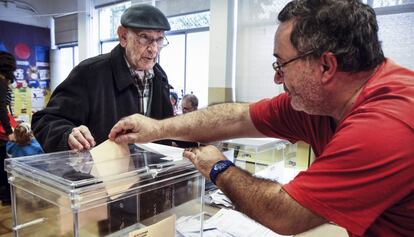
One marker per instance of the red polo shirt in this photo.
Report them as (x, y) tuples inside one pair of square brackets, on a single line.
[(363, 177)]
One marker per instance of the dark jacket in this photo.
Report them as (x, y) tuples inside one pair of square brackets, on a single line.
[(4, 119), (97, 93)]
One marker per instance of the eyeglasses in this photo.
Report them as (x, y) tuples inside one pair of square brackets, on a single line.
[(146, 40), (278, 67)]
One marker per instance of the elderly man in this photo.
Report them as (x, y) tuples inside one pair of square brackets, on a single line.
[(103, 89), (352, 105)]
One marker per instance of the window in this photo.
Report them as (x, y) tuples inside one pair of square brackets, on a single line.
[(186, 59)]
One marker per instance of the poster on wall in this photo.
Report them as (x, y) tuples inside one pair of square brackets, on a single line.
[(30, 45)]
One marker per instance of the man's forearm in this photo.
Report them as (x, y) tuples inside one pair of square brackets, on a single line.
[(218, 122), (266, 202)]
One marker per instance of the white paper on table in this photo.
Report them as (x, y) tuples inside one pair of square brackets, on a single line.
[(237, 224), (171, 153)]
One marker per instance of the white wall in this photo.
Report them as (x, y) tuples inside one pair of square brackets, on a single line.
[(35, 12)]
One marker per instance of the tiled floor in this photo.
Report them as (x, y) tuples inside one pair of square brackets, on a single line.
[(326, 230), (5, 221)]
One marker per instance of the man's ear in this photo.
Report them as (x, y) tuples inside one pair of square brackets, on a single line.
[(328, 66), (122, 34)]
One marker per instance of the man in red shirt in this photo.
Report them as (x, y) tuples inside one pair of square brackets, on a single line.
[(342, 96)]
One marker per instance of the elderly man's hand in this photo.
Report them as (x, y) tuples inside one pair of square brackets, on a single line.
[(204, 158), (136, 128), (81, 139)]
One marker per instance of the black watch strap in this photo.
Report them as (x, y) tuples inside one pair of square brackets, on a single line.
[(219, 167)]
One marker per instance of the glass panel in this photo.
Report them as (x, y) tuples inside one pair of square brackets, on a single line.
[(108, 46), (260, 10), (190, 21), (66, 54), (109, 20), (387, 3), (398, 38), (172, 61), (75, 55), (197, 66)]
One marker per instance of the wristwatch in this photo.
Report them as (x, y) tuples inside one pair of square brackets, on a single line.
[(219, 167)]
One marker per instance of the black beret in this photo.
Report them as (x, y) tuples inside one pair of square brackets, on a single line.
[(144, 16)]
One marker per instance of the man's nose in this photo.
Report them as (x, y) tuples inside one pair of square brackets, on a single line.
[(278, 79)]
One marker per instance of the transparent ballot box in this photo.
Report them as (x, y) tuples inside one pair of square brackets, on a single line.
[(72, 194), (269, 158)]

--

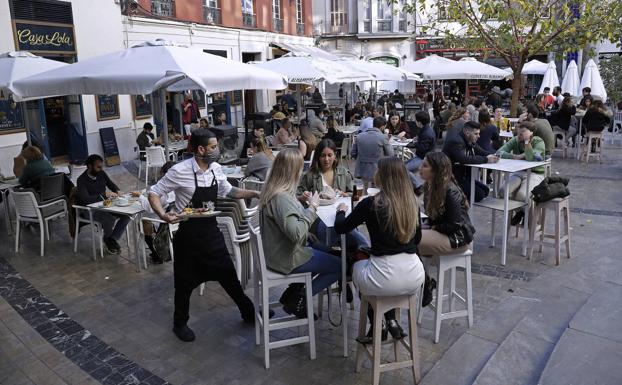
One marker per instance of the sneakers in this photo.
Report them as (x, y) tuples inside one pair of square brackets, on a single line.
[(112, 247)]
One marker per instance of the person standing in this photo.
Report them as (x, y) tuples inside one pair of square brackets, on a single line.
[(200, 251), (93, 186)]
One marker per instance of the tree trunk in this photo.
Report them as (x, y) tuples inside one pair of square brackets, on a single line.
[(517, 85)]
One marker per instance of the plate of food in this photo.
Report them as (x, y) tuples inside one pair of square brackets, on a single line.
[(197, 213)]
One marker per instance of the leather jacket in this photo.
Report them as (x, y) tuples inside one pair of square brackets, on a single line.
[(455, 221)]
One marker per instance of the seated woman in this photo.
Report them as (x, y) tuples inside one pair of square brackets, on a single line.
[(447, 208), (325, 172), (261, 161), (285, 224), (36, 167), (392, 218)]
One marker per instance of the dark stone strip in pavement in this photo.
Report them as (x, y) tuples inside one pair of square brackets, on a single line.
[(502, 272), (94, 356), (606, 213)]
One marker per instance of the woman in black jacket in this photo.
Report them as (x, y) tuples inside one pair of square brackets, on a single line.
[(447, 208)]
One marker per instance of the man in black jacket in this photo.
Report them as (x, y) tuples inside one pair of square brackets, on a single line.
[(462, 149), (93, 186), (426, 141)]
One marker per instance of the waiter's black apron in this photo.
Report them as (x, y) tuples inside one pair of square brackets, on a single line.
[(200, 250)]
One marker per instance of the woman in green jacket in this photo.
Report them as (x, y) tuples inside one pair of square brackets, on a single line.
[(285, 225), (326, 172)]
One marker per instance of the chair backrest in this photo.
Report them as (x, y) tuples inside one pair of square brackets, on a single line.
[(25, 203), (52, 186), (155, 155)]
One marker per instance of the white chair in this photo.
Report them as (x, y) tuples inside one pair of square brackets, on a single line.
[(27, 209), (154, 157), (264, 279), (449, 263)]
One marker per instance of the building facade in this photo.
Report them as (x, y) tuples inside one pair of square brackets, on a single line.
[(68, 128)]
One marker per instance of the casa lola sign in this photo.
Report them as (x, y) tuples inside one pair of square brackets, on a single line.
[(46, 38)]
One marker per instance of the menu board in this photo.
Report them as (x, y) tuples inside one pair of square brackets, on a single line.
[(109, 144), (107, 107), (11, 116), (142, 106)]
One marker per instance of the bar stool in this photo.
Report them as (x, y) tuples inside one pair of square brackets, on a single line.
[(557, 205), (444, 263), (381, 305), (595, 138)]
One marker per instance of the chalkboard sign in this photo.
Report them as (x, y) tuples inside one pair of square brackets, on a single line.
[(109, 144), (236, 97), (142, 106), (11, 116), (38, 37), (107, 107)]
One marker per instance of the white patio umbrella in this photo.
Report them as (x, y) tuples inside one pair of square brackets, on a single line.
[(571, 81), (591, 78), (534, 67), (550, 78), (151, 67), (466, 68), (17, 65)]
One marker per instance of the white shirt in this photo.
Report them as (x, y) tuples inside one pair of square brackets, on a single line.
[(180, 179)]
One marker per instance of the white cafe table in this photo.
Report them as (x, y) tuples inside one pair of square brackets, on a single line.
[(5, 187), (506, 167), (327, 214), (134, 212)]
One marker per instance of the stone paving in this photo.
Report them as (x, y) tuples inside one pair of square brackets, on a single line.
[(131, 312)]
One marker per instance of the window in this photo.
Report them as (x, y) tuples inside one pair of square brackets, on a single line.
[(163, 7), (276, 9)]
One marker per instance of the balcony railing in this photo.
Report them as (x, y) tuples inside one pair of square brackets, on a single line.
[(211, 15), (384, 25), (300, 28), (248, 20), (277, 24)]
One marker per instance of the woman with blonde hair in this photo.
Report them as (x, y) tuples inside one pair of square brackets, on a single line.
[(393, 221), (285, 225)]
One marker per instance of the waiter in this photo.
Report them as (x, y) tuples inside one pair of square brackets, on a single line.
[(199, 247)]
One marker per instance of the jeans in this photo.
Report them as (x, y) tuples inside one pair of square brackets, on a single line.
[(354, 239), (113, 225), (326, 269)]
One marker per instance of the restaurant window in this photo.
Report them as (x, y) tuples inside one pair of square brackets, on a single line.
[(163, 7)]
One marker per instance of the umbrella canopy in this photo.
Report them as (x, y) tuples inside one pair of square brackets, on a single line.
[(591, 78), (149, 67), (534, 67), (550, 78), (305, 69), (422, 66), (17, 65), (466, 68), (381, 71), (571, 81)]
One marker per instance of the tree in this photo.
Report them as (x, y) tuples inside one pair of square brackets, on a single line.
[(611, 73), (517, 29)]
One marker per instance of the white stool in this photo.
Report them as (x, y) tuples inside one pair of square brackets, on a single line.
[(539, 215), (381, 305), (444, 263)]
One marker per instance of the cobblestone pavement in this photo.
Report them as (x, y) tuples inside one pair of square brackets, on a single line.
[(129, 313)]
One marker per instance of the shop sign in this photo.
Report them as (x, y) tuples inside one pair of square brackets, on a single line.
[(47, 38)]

* * *

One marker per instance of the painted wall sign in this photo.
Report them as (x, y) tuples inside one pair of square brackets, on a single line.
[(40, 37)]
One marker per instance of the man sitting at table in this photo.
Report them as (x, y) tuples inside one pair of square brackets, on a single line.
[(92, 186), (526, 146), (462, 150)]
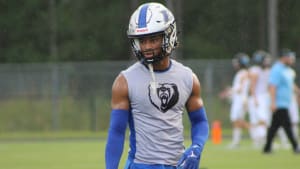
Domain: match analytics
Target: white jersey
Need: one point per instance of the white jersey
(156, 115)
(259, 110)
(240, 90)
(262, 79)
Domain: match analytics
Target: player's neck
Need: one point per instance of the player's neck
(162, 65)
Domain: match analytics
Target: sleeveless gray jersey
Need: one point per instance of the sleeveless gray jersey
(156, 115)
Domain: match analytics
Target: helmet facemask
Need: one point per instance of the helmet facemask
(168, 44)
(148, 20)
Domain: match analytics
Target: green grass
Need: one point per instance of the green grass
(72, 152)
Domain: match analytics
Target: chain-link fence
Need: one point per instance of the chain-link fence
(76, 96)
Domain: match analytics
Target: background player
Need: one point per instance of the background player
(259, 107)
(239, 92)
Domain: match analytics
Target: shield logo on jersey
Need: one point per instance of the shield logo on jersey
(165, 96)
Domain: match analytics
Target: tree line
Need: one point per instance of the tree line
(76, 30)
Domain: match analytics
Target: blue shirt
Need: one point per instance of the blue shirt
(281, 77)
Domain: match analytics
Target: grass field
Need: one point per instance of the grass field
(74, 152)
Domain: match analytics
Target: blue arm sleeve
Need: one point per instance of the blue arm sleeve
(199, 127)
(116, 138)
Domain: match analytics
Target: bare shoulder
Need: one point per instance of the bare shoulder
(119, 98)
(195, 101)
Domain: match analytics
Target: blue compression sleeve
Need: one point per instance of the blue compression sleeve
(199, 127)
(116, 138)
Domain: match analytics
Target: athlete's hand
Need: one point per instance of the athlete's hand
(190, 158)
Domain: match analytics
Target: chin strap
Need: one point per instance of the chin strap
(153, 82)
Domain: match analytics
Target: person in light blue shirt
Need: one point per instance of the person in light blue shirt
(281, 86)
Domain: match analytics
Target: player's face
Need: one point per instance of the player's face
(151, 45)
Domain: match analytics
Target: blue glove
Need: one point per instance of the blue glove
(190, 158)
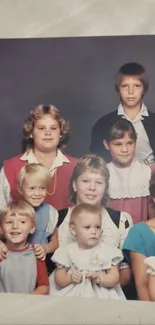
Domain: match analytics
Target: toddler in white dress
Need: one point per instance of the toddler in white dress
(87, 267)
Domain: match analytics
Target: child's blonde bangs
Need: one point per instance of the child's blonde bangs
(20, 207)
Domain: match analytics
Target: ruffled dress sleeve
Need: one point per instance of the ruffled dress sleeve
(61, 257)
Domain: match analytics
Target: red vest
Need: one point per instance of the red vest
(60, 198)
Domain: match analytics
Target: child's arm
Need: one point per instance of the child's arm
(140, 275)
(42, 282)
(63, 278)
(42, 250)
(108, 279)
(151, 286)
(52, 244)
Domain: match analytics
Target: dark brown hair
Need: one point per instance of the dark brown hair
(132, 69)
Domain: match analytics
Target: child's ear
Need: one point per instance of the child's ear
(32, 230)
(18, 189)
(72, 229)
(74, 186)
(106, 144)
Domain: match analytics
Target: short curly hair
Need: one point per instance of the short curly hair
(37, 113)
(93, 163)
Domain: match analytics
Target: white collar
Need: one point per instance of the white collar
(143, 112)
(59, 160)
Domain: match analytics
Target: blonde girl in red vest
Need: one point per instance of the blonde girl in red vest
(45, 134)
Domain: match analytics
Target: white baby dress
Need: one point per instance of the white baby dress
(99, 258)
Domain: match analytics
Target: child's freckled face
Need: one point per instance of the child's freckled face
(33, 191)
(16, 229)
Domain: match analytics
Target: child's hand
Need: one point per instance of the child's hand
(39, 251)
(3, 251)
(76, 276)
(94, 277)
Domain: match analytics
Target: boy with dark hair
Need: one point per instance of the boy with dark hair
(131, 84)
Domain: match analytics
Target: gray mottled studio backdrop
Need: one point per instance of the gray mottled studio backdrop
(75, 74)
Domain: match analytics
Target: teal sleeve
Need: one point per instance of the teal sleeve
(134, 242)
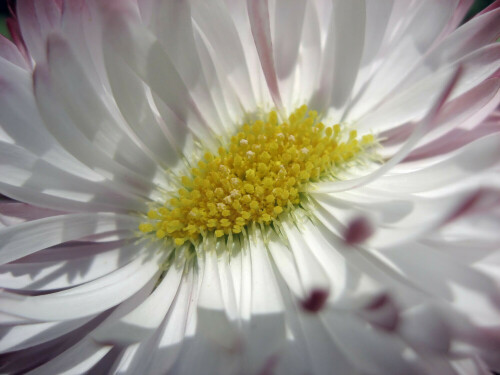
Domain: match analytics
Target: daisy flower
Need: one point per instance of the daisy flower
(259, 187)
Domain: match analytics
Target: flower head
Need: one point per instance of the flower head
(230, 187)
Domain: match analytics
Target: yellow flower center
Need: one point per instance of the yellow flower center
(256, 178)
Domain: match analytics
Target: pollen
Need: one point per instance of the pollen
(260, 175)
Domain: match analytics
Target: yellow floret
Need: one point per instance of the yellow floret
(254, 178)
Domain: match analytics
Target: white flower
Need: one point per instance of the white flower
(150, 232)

OBJECTIVE> Reproduce everything from the line containing "One marker per instance of the glass" down to the line containing "[(278, 79)]", both lines included and the requests kept unchanged. In the answers, shift every coordinate by adding 100 to each number.

RESPONSE>
One marker per instance of the glass panel in this photo.
Report them as (x, y) tuples inside one pair of square brackets, on a single line.
[(208, 146), (360, 110), (290, 121), (166, 154), (209, 120), (487, 103), (498, 138), (272, 161), (175, 155), (297, 166)]
One marker per instance of the wristwatch in this photo.
Report them as (x, y) tuples inside one pair of square brackets, on a single line.
[(319, 267)]
One marker per instance of the black beret in this photo.
Report them as (x, y) tuples inside one pair of square brackets, on a single line.
[(244, 116)]
One marker per instance of the man's nose in this photo.
Report them as (x, y) tuples inside one pair of square brackets, on a single line.
[(378, 179)]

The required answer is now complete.